[Collected data entries]

━━━━━━━━━━━━━━━━

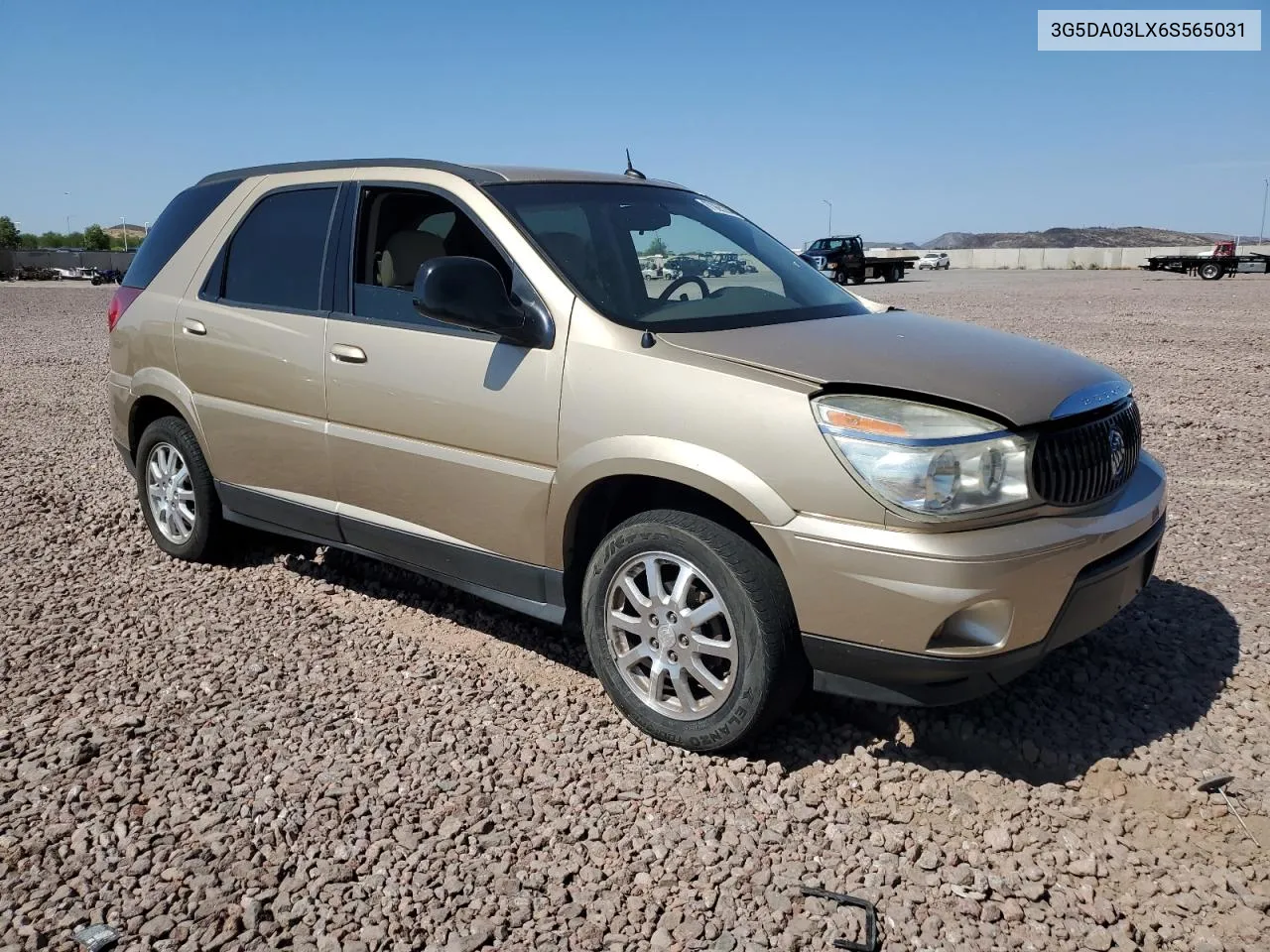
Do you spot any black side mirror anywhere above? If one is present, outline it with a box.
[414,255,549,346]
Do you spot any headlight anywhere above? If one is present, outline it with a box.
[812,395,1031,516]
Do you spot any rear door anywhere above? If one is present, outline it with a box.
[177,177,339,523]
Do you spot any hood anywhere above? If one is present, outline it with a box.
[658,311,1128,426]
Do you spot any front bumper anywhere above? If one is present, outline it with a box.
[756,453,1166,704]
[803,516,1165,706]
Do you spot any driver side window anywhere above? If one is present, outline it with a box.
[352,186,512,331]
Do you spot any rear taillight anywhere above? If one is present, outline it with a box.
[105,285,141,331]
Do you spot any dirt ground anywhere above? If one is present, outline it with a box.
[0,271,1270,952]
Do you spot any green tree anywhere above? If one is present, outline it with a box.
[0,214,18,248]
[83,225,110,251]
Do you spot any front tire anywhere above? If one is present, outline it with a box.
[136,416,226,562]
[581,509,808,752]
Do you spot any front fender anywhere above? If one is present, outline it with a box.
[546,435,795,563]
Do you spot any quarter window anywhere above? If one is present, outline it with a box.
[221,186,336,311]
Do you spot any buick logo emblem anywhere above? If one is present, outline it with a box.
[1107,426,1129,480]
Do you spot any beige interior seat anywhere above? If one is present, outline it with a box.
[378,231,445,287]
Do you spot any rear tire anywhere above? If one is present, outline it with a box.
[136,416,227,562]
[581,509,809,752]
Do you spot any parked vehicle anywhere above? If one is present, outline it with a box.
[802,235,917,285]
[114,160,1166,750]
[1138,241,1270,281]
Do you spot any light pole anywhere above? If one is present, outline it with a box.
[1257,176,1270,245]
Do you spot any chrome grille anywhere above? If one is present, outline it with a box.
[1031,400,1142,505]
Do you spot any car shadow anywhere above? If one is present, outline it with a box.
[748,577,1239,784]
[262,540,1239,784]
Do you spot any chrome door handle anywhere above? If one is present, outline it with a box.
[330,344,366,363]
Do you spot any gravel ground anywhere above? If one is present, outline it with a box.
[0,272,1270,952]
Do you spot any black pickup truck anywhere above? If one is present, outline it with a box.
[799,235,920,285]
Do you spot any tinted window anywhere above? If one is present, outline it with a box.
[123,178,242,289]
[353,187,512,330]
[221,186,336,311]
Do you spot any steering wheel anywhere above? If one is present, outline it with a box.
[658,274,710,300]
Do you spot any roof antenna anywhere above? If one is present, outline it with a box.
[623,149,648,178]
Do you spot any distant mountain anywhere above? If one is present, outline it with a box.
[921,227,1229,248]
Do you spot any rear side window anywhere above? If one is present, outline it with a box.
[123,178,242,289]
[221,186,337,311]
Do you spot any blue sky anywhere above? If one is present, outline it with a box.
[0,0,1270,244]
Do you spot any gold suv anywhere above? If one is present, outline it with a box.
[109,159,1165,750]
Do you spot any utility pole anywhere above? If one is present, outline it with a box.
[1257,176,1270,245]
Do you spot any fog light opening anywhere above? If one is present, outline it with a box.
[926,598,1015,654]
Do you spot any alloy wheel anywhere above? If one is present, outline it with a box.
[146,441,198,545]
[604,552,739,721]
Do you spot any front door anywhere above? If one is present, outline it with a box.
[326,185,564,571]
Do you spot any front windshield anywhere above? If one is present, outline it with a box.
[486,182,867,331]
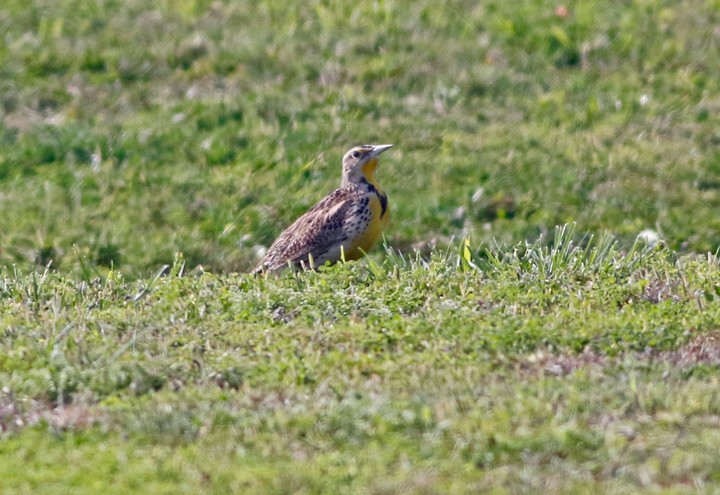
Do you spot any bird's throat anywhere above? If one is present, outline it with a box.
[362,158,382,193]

━━━━━━━━━━━━━━━━

## GIVEN INSTRUCTION
Pick out each line in the items above that contains the word "pole" and copy those lines.

## CORRECT OUTPUT
Do you spot any light pole anywhere above? If one is present, outline it with a box.
Do you spot any utility pole anywhere above? If one is present, outline it with a box.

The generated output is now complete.